_EXERCISE DIRECTIONS_
Copy out the lines of the items below exactly, starting at the line that contains "of the groom's" and ending at the last line of the items, both included.

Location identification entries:
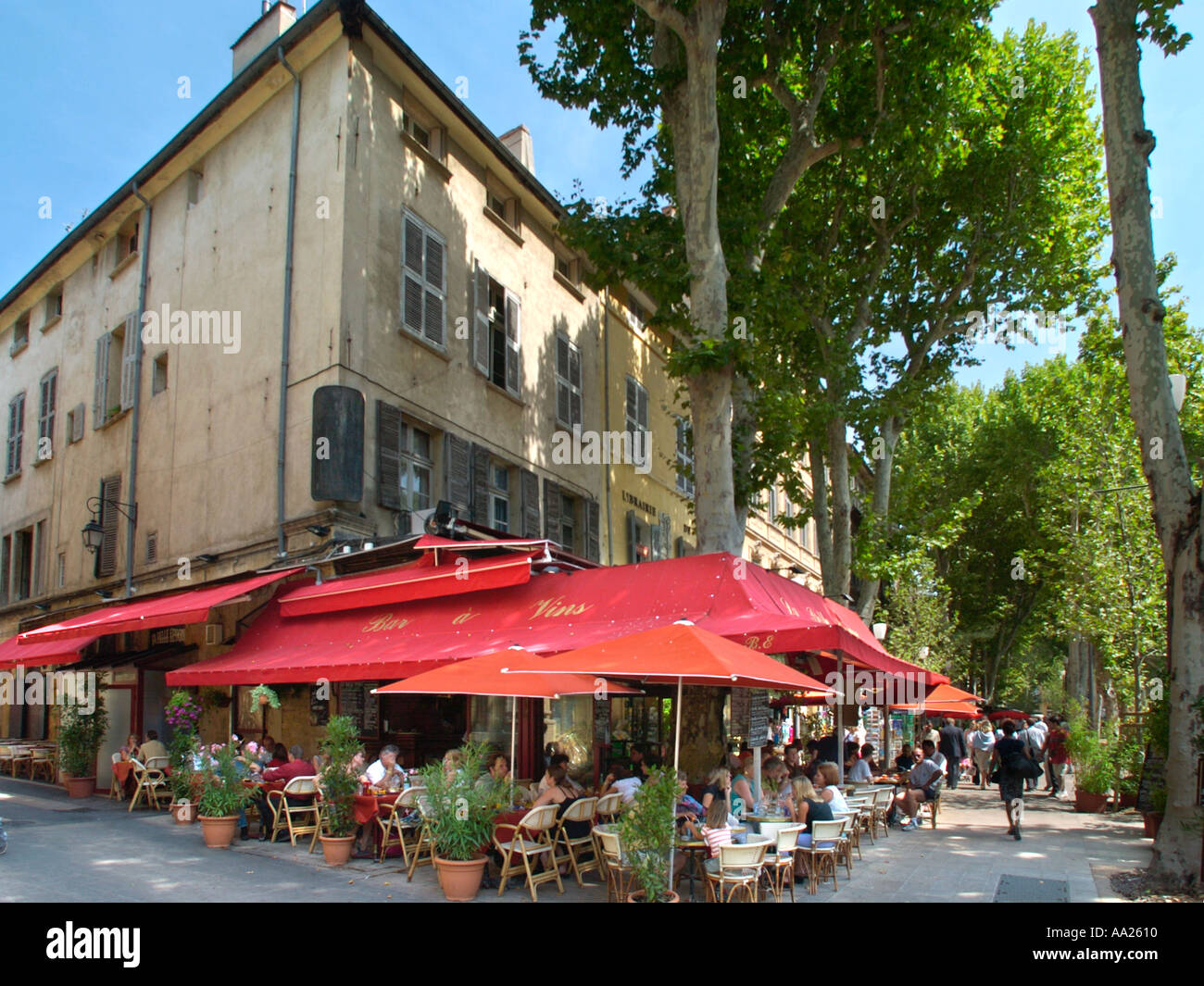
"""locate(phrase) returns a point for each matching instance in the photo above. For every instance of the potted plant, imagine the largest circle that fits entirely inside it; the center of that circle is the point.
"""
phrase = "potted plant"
(460, 810)
(223, 797)
(265, 696)
(338, 784)
(81, 734)
(646, 834)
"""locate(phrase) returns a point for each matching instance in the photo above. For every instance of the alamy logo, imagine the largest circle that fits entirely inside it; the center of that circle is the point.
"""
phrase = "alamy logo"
(194, 328)
(95, 942)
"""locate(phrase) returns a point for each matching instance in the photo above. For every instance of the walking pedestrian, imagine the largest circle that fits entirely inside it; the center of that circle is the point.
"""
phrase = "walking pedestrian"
(1011, 782)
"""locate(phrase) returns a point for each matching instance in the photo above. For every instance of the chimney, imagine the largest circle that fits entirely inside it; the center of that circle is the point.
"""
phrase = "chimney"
(518, 143)
(275, 19)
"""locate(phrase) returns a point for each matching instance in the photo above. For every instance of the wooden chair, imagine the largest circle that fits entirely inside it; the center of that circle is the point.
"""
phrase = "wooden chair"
(821, 854)
(306, 810)
(151, 784)
(394, 829)
(779, 867)
(581, 810)
(538, 824)
(614, 868)
(739, 869)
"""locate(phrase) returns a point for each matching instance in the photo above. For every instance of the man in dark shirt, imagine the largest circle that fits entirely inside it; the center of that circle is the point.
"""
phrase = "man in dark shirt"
(952, 748)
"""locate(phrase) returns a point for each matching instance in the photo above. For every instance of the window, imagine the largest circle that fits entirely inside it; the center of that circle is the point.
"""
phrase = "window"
(496, 332)
(159, 375)
(424, 293)
(115, 372)
(636, 408)
(685, 459)
(498, 496)
(19, 335)
(16, 435)
(47, 402)
(569, 383)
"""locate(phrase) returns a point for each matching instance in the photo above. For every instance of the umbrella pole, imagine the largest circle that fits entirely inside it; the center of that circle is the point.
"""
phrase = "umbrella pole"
(677, 752)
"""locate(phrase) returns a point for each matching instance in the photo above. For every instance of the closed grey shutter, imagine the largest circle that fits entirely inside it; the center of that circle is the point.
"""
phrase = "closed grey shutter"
(388, 456)
(530, 485)
(513, 368)
(458, 472)
(109, 493)
(481, 485)
(481, 320)
(552, 512)
(100, 393)
(593, 543)
(129, 360)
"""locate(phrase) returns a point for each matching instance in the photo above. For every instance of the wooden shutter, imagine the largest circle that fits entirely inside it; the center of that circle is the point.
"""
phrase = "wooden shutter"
(100, 393)
(131, 360)
(552, 512)
(109, 493)
(481, 320)
(388, 456)
(529, 483)
(513, 368)
(481, 485)
(593, 544)
(458, 472)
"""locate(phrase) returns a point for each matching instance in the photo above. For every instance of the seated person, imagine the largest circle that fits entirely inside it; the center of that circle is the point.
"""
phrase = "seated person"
(621, 781)
(923, 785)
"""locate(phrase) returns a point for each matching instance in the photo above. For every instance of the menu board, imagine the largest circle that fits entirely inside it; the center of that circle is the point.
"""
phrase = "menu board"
(759, 718)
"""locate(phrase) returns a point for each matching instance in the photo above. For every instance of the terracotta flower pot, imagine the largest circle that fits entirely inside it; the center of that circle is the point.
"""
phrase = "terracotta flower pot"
(460, 879)
(337, 849)
(218, 832)
(81, 788)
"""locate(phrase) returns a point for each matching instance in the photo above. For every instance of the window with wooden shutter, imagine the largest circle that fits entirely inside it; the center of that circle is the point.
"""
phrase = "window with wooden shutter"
(109, 518)
(16, 435)
(529, 484)
(424, 280)
(388, 456)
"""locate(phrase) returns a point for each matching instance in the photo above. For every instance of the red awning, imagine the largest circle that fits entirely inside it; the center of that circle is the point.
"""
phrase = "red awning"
(46, 653)
(546, 614)
(192, 605)
(406, 583)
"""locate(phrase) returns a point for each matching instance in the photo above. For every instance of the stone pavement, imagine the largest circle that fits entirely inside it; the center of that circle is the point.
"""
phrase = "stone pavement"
(68, 850)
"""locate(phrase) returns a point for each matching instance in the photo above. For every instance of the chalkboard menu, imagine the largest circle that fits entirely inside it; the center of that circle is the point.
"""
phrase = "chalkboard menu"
(320, 708)
(759, 718)
(601, 720)
(1154, 776)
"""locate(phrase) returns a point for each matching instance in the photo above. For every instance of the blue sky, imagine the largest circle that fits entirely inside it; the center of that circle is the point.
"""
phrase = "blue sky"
(89, 95)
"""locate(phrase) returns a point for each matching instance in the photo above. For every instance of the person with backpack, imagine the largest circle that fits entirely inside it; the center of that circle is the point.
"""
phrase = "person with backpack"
(1010, 755)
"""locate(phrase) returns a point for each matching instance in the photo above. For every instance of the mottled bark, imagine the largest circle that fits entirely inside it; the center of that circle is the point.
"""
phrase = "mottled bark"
(1128, 144)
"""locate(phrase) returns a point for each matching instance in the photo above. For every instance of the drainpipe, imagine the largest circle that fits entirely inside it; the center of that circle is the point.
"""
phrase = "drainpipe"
(606, 420)
(281, 549)
(135, 420)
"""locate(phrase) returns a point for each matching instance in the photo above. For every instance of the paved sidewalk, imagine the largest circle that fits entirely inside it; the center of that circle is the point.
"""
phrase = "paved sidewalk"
(94, 850)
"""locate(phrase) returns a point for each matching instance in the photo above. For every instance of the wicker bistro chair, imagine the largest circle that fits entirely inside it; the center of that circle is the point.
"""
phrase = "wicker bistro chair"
(151, 784)
(821, 854)
(779, 866)
(396, 828)
(614, 868)
(540, 822)
(581, 810)
(739, 869)
(301, 817)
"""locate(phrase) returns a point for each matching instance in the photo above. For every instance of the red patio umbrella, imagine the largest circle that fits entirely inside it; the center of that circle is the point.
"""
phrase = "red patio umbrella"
(483, 676)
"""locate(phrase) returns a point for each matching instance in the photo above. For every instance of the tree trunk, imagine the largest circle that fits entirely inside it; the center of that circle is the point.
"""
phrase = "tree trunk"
(1128, 145)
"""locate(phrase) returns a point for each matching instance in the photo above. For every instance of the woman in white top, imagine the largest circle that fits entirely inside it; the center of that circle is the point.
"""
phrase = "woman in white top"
(831, 793)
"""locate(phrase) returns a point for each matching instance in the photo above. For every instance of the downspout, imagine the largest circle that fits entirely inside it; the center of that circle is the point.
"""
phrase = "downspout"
(606, 418)
(135, 420)
(285, 329)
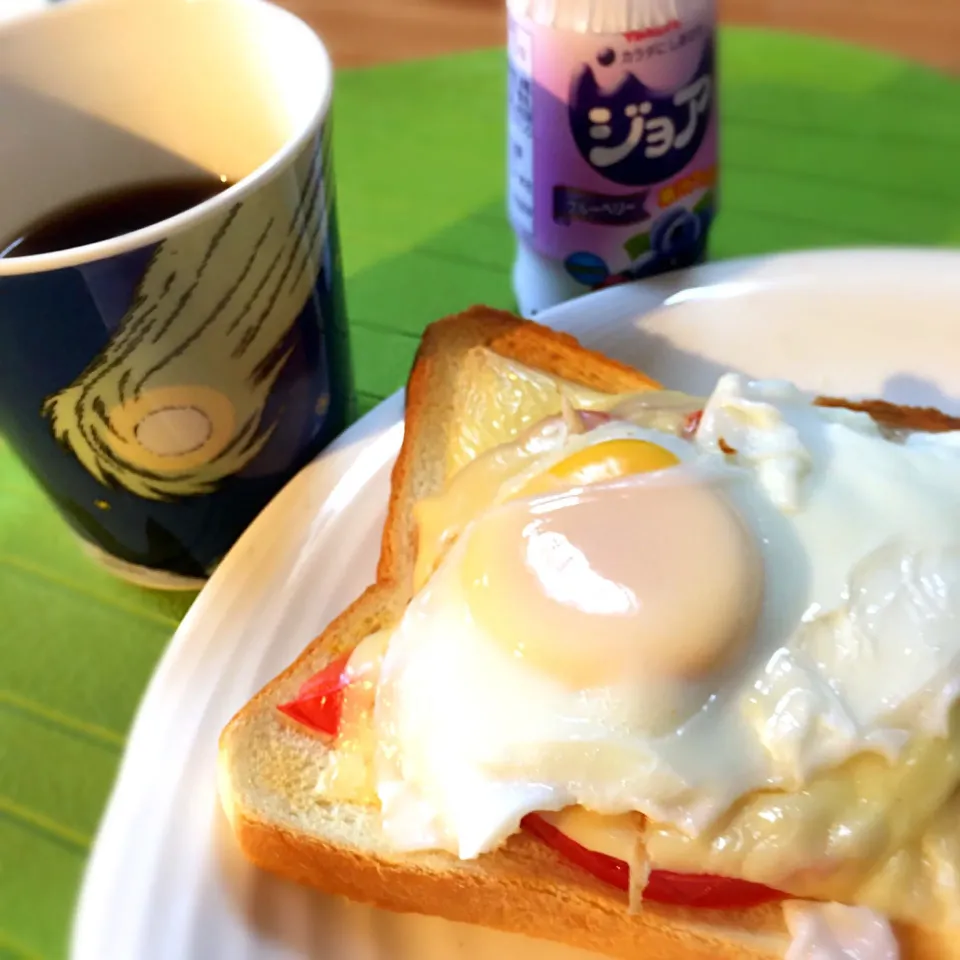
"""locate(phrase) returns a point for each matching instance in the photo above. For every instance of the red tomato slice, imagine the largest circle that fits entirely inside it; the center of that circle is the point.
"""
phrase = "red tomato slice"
(591, 419)
(692, 423)
(319, 703)
(679, 889)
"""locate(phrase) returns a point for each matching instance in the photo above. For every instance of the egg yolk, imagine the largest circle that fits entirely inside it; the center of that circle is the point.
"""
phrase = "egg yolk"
(602, 461)
(658, 580)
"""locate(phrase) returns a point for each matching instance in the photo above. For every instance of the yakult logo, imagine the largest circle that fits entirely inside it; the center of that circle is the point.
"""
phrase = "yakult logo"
(637, 135)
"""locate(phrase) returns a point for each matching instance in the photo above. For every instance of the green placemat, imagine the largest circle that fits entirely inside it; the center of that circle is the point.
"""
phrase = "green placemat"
(823, 144)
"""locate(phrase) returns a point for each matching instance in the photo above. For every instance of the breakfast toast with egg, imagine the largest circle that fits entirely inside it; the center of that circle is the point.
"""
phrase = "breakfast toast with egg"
(269, 767)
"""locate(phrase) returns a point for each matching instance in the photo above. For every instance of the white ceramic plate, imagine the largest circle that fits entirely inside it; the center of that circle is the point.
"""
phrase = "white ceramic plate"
(164, 880)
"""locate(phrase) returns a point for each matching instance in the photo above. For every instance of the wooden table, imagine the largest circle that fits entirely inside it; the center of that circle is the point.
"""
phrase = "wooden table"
(361, 32)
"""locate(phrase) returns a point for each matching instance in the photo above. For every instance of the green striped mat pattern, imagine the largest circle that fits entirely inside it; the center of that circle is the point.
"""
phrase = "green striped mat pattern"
(822, 145)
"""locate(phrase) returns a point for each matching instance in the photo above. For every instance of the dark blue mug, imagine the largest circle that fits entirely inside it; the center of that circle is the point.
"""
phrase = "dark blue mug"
(164, 384)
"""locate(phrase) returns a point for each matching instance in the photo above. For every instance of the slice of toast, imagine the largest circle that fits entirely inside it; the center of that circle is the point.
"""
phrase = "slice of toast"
(269, 767)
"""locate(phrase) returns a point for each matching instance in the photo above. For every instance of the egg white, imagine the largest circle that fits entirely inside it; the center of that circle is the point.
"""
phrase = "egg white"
(855, 647)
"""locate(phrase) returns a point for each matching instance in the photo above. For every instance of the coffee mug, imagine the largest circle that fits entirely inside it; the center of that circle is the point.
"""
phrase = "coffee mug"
(164, 384)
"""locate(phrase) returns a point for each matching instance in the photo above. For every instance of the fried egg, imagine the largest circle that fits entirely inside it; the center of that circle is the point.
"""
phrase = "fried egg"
(640, 622)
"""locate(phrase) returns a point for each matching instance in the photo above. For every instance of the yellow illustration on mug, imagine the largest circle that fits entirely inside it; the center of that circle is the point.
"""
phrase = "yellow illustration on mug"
(175, 401)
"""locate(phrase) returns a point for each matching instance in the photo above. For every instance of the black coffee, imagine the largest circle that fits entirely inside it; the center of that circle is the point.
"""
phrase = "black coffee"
(111, 214)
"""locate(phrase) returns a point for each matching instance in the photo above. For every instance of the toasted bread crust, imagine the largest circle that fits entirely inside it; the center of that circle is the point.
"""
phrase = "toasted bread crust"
(268, 766)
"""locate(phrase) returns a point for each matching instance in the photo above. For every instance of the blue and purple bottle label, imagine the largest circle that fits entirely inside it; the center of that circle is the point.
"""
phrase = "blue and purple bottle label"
(613, 146)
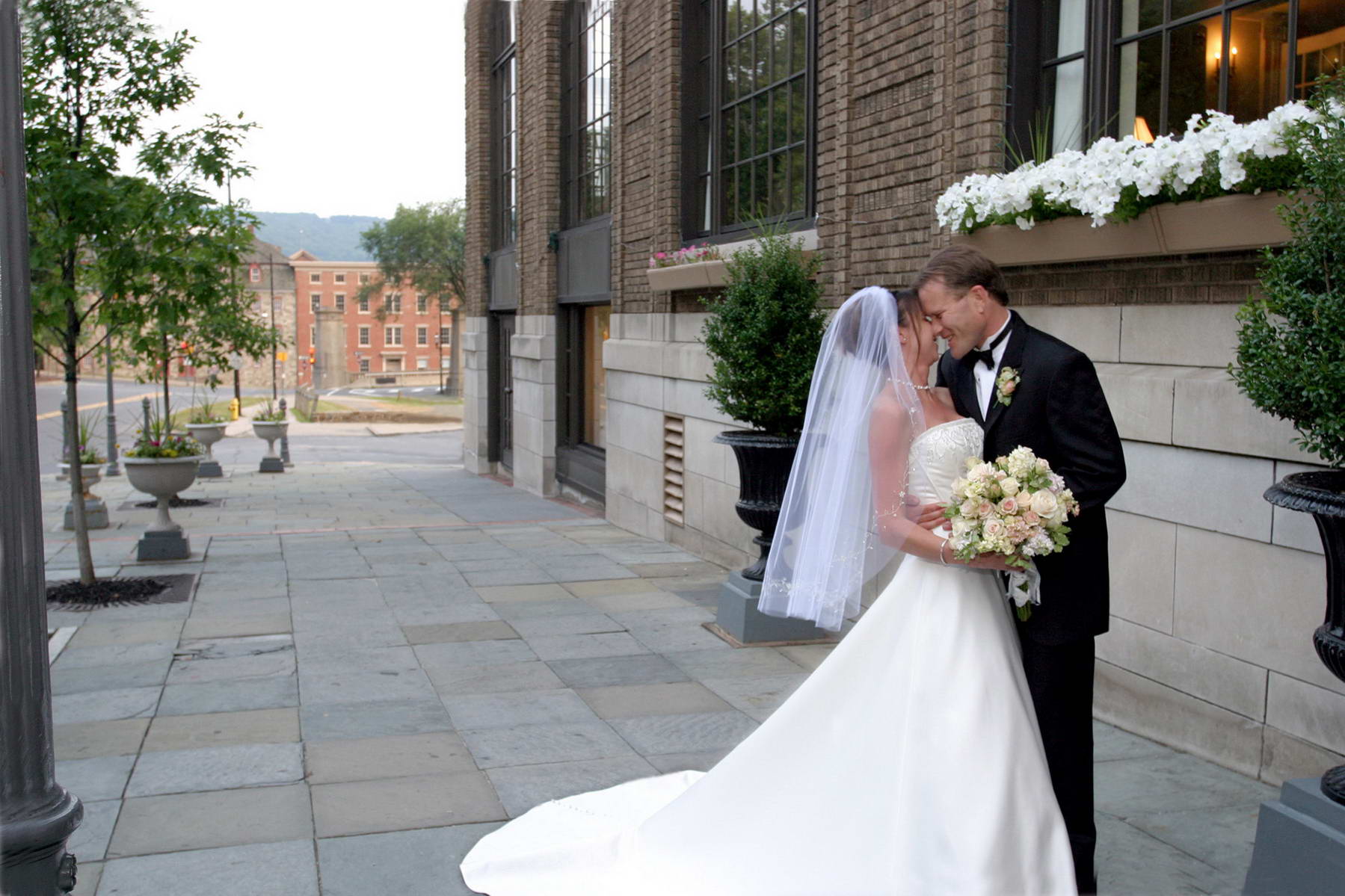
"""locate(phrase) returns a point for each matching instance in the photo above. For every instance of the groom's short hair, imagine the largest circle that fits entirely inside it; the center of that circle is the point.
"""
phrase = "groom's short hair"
(961, 268)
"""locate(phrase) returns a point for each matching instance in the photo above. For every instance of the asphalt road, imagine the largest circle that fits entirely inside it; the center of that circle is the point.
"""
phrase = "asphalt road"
(419, 448)
(425, 393)
(413, 448)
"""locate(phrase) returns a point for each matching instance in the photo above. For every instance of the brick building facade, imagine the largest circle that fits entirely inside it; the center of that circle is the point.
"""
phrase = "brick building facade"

_COMPLETE RESPONSE_
"""locate(phrase) returns a point for each matching instance in the photo above. For every instance of the groom's short hair, imagine the largest circle that fits entirely inside it; the center of that circle is the point.
"""
phrase = "groom's short hair"
(961, 268)
"""locate(phrase) returns a point for each matching instance in the photo above. For every instance of the asphalt road, imagine the largest circle that fits entirely inside it; the center of that circle is the point.
"""
phrase = "asphalt road"
(419, 448)
(425, 393)
(413, 448)
"""locate(phrase) returns a point for each matching instance in the photo above. For every instance of the brick building facade, imagine the largest circle that fits entirely inside it; the center of that circle is the point.
"""
phrase = "brick building facade"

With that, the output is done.